-------- 本文

人間文化研究機構第14回公開講演会・シンポジウム

「ことばの類型と多様性」

http://www.nihu.jp/events/2011/01/28/symposium/

行ってきました。

長野泰彦教授:

ことばを「くらべる」という営みに関する
歴史的な簡単な纏めが良かったです。

ただ、「含意的普遍法則」というのは
あくまでも類型論であって、言語ユニバーサル
ではないのですが、その辺、誤解を生み易いです。

「全ての言語には母音がある」という命題も、
手話諸言語を視野に入れたとたんに
そう簡単には言えなくなります。

(D. Brentariさん等が、「手話の母音」について
 論じておられるのは承知の上です。)

窪薗晴夫教授:

疑問イントネーションが、「上がる」ものだけでなく、
「下がる」ものが日本語にもあるとのご指摘、
面白かったです。

大堀壽夫准教授:

「主語」という「範疇」が
さまざまな属性を束ねることによって出て来ること。
また、言語によっては、1つの「主語カテゴリー」に
収束しないことなど、興味深かったです。

認知言語学に傾倒する気はないですが、
C言語学に反旗を翻す「赤ん坊の脳内に『主語』は
無い」というご発言は、小気味良かったです。

プラシャント・パルデシ准教授:

以前、別な席でも伺ったことがありますが、
他動詞構文表現の、日本語、マラーティー語間の
ずれをいまも扱っておられるようです。

おおまかな傾向としては、両言語とも
非意図的事象には、自動詞表現を、
意図的事象には、他動詞表現を用いるが、
日本語には非意図的事象に他動詞表現を
用いる場合があるとのこと。

 横綱は右膝を痛めて、休場している。

いろいろ考えさせられました。

そもそも、(私は)日本語他動詞表現の
他動詞「主語」の、意味役割自体を
再検討すべきではないかとも思っています。

----------------
-------- 提供データ

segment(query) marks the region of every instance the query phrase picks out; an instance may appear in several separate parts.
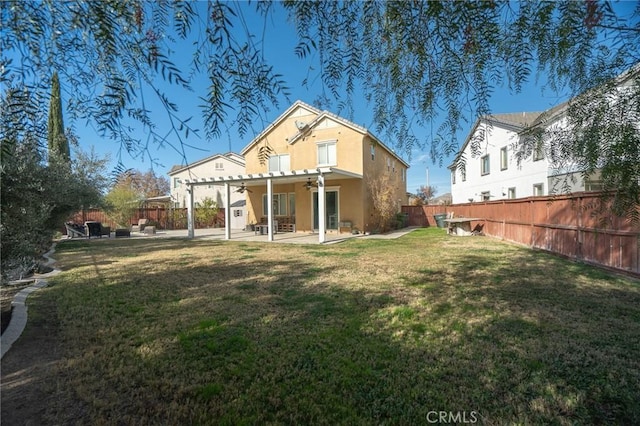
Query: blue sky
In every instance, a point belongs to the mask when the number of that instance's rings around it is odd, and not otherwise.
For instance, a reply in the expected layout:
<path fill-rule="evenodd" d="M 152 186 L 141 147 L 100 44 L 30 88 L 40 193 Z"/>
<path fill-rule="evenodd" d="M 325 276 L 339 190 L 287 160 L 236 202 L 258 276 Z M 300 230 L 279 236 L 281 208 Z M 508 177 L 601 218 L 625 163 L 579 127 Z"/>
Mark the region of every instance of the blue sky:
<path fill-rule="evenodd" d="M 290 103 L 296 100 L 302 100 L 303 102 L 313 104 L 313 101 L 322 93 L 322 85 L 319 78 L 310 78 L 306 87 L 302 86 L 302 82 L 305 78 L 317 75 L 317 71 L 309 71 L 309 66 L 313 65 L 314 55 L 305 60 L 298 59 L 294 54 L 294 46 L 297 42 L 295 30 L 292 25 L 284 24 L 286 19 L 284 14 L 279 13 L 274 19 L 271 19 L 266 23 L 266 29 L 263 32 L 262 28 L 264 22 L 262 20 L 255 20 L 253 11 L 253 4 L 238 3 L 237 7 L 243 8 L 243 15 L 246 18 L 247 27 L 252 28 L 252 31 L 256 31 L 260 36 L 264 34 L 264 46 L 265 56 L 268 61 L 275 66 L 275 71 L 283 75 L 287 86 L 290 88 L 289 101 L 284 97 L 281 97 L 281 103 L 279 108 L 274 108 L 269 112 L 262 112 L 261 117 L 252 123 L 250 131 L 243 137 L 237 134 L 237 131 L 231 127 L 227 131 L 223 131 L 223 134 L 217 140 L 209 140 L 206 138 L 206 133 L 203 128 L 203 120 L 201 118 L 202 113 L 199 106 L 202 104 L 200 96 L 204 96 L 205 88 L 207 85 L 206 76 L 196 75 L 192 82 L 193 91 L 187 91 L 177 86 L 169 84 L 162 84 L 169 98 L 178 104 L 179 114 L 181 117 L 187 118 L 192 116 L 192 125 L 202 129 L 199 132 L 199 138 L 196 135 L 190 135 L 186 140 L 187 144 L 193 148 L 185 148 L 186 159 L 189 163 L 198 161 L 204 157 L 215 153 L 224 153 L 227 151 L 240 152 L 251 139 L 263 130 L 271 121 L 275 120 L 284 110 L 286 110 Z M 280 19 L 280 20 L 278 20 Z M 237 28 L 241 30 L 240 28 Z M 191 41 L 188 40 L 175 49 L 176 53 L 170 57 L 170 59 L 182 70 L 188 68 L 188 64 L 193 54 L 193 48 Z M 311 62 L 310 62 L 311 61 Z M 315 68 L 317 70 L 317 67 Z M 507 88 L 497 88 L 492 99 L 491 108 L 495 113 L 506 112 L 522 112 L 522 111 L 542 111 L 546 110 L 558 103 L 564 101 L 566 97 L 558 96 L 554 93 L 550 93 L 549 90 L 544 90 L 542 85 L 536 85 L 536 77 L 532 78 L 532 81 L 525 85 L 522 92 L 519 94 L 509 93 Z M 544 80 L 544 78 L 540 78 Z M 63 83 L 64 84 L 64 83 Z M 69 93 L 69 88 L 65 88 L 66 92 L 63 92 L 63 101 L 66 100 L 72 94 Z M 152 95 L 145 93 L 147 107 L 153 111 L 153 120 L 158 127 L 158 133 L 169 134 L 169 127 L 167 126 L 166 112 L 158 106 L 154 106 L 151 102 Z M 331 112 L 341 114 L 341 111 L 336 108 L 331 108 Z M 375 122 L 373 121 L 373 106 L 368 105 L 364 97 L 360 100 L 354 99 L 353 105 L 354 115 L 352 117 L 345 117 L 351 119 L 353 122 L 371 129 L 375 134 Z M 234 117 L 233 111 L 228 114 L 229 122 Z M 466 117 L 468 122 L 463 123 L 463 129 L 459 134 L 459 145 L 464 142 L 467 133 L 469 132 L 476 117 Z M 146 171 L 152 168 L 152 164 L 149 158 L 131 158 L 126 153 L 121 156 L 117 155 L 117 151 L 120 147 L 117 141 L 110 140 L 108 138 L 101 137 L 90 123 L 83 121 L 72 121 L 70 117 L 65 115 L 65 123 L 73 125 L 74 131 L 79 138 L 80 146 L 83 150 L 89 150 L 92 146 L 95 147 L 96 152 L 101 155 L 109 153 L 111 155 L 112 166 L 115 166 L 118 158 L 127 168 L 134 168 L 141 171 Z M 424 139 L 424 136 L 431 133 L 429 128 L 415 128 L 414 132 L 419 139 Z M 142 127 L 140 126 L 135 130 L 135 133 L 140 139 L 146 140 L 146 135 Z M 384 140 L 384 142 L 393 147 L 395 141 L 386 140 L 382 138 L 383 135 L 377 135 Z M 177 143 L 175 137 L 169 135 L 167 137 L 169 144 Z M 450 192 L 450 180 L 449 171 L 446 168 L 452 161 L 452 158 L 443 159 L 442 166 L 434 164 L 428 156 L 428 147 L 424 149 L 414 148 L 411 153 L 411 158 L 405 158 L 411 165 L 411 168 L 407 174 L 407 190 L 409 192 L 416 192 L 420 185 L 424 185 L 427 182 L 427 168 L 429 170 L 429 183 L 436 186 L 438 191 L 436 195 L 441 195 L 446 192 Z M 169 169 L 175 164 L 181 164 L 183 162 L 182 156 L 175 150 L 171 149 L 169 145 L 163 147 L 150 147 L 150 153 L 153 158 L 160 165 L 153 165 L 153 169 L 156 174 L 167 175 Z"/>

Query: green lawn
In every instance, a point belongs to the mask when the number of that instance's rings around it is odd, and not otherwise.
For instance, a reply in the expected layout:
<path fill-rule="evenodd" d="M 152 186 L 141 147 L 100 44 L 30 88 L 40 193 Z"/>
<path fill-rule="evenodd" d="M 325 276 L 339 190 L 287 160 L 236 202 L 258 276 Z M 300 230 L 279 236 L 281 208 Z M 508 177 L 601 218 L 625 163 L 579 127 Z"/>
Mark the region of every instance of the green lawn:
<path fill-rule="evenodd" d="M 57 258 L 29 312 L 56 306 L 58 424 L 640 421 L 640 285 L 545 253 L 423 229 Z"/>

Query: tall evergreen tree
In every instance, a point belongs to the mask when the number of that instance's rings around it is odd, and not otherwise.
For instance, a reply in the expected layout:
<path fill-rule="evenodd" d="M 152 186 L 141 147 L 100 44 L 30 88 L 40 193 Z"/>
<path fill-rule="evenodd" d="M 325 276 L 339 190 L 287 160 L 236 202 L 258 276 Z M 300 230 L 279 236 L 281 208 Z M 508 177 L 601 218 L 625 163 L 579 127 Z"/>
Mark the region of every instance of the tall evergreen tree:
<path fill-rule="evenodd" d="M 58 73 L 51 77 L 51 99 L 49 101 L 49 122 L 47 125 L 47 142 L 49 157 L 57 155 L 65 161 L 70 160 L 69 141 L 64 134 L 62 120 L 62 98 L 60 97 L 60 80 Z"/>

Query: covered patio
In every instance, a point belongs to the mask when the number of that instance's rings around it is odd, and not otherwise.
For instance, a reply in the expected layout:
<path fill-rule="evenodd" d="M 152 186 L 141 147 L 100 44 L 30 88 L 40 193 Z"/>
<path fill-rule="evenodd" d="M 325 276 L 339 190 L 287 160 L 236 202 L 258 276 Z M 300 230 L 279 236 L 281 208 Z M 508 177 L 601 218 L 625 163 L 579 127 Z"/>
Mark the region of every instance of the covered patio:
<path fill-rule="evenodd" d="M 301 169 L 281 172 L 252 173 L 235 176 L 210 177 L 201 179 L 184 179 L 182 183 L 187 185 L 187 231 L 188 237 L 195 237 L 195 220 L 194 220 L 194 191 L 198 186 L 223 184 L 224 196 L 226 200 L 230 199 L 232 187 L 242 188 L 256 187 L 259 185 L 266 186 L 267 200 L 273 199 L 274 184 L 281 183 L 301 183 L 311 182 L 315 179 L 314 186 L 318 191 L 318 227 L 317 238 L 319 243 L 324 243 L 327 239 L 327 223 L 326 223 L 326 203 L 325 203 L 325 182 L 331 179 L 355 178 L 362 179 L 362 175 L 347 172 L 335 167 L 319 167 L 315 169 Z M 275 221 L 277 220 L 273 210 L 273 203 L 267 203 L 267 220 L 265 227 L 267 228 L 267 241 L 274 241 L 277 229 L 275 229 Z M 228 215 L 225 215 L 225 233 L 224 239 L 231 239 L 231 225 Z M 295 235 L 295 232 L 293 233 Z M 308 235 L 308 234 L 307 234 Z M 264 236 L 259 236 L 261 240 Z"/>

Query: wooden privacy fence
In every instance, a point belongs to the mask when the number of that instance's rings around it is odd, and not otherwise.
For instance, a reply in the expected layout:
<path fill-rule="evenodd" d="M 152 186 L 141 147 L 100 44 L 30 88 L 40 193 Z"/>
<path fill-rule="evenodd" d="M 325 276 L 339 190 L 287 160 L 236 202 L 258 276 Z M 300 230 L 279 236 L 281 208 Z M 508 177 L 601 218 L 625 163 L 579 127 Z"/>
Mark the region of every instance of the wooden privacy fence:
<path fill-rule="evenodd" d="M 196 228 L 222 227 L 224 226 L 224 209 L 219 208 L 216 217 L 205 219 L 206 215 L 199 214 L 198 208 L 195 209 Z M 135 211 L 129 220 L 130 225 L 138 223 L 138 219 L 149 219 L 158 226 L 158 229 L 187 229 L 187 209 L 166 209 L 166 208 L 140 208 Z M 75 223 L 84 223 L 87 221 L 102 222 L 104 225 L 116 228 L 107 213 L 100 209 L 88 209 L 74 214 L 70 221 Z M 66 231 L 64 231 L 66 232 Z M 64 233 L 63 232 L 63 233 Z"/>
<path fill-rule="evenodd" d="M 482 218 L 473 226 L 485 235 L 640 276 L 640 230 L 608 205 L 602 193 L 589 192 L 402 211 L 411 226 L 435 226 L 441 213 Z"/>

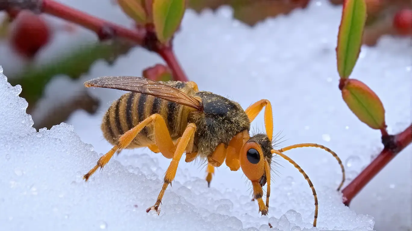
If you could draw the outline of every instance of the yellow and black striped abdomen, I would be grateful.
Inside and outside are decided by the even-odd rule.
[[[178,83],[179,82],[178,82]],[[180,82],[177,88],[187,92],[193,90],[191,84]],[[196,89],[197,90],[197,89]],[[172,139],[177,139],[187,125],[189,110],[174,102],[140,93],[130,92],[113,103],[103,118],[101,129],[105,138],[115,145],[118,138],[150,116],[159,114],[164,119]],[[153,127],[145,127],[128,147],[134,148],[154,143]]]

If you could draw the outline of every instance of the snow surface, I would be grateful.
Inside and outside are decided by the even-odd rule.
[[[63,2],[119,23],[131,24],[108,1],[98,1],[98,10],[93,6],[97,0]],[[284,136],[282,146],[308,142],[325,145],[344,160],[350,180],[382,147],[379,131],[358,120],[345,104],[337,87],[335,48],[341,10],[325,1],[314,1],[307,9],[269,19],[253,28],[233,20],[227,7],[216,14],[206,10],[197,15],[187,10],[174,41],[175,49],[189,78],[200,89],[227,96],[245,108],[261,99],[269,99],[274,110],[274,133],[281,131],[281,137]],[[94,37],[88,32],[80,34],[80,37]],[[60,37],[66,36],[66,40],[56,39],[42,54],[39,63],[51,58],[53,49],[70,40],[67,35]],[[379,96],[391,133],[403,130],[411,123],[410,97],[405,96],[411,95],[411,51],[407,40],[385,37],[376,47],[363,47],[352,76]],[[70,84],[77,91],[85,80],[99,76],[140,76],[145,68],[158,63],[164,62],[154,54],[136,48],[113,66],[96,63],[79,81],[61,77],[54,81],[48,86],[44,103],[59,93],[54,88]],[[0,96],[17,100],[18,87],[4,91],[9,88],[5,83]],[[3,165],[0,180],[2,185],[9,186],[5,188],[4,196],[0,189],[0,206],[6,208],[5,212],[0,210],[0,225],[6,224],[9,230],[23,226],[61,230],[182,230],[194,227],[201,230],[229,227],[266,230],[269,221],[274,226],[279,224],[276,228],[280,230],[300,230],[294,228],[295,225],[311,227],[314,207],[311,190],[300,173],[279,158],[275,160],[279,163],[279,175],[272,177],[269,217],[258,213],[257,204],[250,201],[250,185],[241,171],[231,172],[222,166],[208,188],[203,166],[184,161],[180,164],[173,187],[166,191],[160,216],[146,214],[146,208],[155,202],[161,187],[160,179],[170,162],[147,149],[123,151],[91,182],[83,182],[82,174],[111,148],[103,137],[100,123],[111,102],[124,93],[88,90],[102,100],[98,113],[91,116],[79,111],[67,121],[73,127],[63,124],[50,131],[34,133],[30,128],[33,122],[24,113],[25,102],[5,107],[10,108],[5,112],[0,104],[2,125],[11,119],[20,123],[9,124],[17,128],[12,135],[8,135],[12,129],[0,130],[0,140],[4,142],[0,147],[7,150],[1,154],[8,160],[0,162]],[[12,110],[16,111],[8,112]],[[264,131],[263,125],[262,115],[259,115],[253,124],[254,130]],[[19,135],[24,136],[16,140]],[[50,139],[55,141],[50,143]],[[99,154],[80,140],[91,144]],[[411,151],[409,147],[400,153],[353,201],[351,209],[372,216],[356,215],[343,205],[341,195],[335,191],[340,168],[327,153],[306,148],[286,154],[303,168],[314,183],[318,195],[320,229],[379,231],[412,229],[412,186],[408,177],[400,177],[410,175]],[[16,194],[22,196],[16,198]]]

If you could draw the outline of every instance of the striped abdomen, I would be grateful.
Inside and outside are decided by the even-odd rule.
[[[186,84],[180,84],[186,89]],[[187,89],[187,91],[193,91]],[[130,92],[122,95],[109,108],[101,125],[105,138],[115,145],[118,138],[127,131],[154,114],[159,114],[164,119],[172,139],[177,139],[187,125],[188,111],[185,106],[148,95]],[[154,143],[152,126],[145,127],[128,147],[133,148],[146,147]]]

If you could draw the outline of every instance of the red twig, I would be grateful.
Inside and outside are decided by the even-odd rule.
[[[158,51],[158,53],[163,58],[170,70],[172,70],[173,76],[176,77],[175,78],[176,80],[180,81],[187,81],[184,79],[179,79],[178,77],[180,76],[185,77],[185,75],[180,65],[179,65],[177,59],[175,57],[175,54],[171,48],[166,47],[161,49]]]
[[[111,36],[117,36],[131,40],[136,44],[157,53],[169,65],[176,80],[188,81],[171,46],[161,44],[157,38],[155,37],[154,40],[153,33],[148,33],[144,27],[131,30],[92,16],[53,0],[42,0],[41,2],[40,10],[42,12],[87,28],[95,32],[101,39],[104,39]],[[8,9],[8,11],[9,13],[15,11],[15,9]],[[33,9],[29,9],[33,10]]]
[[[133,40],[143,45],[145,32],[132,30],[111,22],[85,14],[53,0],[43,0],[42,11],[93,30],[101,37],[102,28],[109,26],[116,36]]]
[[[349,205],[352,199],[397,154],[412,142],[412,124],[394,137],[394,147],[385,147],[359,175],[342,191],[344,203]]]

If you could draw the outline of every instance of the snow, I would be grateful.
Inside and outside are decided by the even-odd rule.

----------------

取り組む内容:
a – 本文の「疑問イントネーションが、「上がる」ものだけでなく、」から「無い」というご発言は、小気味良かったです。」までを、「疑問イントネーション」を「問いかけのイントネーション」に書き換えて示してください。
b – 次の(i)〜(iii)の記述が本文と合っているかどうかを、それぞれ「はい」か「いいえ」で答えてください。答えごとに、判断の決め手となる本文の語句をそのまま引用してください。
(i) 窪薗晴夫教授は、日本語の疑問イントネーションには下がるものもあると指摘した。
(ii) 書き手は、認知言語学に傾倒するつもりだと述べている。
(iii) パルデシ准教授によれば、日本語では非意図的事象に他動詞表現を用いる場合がある。

各課題の解答:
a –
問いかけのイントネーションが、「上がる」ものだけでなく、
「下がる」ものが日本語にもあるとのご指摘、
面白かったです。

大堀壽夫准教授:

「主語」という「範疇」が
さまざまな属性を束ねることによって出て来ること。
また、言語によっては、1つの「主語カテゴリー」に
収束しないことなど、興味深かったです。

認知言語学に傾倒する気はないですが、
C言語学に反旗を翻す「赤ん坊の脳内に『主語』は
無い」というご発言は、小気味良かったです。

b –
(i) はい。「「下がる」ものが日本語にもあるとのご指摘」
(ii) いいえ。「認知言語学に傾倒する気はないですが」
(iii) はい。「日本語には非意図的事象に他動詞表現を用いる場合があるとのこと」